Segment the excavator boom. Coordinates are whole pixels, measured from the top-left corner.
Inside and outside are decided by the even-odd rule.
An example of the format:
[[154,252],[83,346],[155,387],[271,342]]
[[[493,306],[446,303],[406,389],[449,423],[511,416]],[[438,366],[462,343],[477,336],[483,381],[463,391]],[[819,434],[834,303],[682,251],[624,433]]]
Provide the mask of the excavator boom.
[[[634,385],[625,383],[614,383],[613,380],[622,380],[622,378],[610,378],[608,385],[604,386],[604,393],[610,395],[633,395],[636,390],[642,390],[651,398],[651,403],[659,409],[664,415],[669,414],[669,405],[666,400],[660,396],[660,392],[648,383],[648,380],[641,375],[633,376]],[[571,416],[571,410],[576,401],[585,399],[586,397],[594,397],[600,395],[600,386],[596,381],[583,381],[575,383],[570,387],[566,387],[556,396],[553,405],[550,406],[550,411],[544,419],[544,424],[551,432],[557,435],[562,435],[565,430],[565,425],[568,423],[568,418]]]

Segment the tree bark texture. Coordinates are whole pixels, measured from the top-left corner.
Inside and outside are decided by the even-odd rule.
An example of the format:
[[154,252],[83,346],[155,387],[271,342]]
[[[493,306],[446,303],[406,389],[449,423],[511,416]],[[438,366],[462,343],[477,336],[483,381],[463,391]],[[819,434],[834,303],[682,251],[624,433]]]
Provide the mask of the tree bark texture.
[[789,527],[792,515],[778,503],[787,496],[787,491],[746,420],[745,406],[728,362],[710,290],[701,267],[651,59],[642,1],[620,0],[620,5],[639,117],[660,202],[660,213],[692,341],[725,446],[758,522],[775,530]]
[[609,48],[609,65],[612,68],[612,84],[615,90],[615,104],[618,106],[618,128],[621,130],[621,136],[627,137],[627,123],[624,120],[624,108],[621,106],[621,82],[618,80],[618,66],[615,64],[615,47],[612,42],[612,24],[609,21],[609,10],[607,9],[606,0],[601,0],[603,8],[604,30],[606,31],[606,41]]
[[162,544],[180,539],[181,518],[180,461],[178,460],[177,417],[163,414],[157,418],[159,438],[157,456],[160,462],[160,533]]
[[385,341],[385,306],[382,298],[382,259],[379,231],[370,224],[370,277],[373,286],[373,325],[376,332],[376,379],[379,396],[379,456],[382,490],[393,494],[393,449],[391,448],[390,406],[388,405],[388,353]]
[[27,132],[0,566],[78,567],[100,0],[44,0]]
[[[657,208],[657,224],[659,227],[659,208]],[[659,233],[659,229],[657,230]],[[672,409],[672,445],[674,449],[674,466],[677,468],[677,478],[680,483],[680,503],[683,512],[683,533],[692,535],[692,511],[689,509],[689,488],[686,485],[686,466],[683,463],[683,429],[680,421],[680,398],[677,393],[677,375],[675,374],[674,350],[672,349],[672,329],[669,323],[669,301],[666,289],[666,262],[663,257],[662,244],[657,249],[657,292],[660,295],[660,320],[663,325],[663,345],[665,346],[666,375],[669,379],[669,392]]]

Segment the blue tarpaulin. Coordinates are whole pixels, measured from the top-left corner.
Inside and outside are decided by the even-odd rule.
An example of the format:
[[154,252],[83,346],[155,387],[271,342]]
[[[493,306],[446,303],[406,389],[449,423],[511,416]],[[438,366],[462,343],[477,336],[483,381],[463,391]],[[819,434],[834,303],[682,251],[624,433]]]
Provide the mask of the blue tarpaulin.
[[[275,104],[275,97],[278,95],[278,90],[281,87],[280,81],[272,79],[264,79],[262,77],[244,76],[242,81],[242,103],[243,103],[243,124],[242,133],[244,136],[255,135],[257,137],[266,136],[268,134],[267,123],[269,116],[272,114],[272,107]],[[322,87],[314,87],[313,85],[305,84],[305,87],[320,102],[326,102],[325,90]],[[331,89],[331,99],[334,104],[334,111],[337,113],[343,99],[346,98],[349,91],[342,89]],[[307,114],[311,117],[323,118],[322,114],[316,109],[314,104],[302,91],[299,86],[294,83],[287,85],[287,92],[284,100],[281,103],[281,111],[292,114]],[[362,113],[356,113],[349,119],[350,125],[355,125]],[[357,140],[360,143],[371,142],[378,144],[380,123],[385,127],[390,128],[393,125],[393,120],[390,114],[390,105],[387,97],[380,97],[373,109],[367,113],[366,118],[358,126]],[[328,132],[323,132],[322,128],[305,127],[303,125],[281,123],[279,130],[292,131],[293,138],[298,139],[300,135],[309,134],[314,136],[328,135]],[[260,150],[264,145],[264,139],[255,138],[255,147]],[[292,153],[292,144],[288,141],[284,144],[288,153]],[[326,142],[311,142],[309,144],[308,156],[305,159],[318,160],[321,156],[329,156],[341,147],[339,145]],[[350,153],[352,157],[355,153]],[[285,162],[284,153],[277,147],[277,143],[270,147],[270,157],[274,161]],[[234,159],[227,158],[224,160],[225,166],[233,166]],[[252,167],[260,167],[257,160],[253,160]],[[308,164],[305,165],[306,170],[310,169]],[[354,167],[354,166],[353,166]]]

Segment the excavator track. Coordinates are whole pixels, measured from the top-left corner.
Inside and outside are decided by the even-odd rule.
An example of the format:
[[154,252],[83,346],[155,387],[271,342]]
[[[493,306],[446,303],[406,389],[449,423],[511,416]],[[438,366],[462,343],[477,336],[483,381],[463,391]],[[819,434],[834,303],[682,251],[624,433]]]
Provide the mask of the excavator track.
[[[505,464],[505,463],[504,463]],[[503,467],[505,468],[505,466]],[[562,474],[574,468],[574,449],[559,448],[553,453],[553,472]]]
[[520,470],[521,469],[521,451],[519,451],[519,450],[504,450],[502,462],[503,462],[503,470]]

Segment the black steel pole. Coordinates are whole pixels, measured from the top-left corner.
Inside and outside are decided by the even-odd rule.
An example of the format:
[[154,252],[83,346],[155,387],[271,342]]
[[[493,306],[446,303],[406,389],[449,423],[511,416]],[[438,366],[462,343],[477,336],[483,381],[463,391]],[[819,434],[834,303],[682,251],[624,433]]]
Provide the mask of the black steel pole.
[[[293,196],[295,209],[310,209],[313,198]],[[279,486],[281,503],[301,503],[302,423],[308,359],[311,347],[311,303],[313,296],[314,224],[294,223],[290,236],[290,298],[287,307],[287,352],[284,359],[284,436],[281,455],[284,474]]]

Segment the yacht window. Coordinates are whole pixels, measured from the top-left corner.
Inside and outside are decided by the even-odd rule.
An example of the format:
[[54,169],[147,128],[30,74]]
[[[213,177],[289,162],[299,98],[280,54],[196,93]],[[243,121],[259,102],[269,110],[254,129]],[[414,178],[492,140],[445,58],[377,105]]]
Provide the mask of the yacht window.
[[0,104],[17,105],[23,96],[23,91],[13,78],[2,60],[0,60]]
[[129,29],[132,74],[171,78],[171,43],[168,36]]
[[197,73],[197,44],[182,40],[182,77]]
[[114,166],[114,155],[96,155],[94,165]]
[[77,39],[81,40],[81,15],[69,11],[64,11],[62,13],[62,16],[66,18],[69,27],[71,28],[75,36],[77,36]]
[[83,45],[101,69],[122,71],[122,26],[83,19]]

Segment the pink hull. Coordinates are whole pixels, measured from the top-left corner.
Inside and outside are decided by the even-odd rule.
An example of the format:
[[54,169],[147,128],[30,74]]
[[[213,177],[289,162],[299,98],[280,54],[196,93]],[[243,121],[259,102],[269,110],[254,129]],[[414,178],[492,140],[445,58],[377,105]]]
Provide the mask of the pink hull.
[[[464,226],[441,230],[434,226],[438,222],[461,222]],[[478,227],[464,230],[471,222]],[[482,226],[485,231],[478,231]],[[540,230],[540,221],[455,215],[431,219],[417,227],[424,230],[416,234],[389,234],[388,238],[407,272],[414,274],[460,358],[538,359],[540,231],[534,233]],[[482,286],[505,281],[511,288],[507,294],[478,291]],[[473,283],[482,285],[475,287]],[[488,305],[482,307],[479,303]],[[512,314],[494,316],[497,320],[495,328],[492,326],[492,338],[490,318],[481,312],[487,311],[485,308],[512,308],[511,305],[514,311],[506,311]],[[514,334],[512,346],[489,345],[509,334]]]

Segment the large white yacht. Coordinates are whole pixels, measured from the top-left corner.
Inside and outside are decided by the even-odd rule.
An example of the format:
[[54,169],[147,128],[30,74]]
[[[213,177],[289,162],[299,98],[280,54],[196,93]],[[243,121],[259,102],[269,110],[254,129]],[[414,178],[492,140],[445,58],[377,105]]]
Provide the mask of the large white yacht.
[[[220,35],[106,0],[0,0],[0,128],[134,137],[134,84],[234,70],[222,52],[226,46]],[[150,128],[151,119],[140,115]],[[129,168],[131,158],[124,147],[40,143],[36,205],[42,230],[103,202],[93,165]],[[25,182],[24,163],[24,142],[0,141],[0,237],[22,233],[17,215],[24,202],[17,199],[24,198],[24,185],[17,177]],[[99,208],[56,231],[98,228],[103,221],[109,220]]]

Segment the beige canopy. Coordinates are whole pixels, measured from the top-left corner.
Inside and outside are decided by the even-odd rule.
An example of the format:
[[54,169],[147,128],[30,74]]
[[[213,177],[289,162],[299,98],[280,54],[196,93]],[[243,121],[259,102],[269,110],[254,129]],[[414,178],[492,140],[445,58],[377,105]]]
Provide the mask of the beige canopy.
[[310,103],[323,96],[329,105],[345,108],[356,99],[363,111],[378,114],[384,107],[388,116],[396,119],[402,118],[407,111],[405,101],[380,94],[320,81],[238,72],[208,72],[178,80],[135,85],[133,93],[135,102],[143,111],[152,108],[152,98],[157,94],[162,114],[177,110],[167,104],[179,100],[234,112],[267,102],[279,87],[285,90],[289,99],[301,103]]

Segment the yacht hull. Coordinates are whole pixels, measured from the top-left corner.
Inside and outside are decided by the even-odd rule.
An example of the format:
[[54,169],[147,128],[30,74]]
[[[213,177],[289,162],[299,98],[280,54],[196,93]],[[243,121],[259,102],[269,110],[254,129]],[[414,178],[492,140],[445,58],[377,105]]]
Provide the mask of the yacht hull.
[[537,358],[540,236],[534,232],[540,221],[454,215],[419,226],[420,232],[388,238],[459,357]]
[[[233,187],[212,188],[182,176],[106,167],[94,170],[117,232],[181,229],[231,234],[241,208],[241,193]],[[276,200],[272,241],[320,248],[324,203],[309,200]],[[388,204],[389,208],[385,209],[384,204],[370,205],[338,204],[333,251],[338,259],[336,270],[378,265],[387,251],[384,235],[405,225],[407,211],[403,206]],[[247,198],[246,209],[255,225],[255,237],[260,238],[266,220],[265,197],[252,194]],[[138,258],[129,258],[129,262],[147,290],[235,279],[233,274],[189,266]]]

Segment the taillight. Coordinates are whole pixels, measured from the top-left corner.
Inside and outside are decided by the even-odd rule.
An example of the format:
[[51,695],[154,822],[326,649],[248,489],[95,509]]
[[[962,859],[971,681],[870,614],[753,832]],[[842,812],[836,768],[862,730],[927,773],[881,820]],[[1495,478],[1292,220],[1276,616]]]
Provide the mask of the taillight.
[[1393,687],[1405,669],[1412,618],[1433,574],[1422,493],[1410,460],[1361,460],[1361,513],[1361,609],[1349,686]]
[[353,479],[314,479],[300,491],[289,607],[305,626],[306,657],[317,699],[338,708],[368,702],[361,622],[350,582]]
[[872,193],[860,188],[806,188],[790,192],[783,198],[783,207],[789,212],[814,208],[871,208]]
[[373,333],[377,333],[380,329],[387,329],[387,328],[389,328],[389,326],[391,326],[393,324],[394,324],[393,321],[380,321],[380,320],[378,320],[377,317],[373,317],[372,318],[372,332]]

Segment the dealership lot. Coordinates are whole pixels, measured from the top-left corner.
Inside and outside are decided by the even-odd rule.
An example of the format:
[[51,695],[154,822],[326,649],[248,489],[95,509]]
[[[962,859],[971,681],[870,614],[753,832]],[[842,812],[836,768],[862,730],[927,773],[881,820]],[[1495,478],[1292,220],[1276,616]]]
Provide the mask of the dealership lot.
+ + + + +
[ACTIVITY]
Your answer should consist of each line above in which "dealership" appears.

[EXERCISE OUTPUT]
Segment the dealership lot. Coordinates are whole pixels, measured from the top-left corner.
Provide the mask of the dealership lot.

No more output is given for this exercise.